• [Excerpt]:
------------------------------

Getting Started With Neo4j and Companies House OpenData

One of the things that’s been on my to do list for ages has been to start playing with the neo4j graph database. I finally got round to having a dabble last night, and made a start trying to figure out how to load some sample data in.

The data I looked at came in two flavours, both bulk data downloads from Companies House:, a JSON dataset containing beneficial ownership/significant control data, and a tabular, CSV dataset containing basic company information.

To simplify running neo4j, I created a simple docker-compose.yml file that would fire up a couple of linked containers – one running neo4j, the other running a Jupyter notebook that I could run queries from. (Actually, I think neo4j has its own web UI, but I’m more comfortable in writing Python scripts in the Jupyter environment.)

#visit 7474 and change the default password - eg to: neo4jch
neo4jch:
  image: neo4j
  ports:
    - "7474:7474"
    - "1337:1337"
  volumes:
    - /opt/data

jupyterscipyneoch:
  image: jupyter/scipy-notebook
  ports:
    - "8890:8888"
  links:
    - neo4jch:neo4j
  volumes:
    - ./notebooks:/home/jovyan/work

To launch things, I tend to run Kitematic, launch a docker command line, cd to the directory containing the above YAML file, then run docker-compose up -d. Kitematic then provides links to the neo4j and Jupyter web page UIs. One thing to note is that neo4j seems to want it’s default password changing – go to the container’s page on port 7474 and reset the password – I changed mine to neo4jch. Once launched, the containers can be suspended with the command docker-compose stop and resumed with docker-compose start.

I’ve popped an example notebook up here, along with a couple of sample data files, that shows how to load both sorts of data (the hierarchical JSON data, and the flat CSV table, into neo4j, along with a couple of sample queries.

That said, I’m not sure how good the examples are – I still need to read the documentation! (For example, via @markhneedham, “MERGE is MATCH/CREATE so you can use the same query on new/existing companies” which should let me figure out how to properly create company information nodes and them link to them from beneficial owners.)

------------------------------

• [Supplied data]:
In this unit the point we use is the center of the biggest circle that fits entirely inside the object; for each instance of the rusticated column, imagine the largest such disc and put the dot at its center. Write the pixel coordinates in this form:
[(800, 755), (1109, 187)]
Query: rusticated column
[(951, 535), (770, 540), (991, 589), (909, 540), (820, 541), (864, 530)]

------------------------------

• [Exercise task A]: Repeat the Neo4j post starting with "I’ve popped an" and going on through "of sample queries.", swapping "notebook" for "script".
• [Exercise task B]: In the Neo4j post, what was the default neo4j password changed to?
Rely only on the Neo4j post when responding.

• [Correct result A]:
I’ve popped an example script up here, along with a couple of sample data files, that shows how to load both sorts of data (the hierarchical JSON data, and the flat CSV table, into neo4j, along with a couple of sample queries.

• [Correct result B]: neo4jch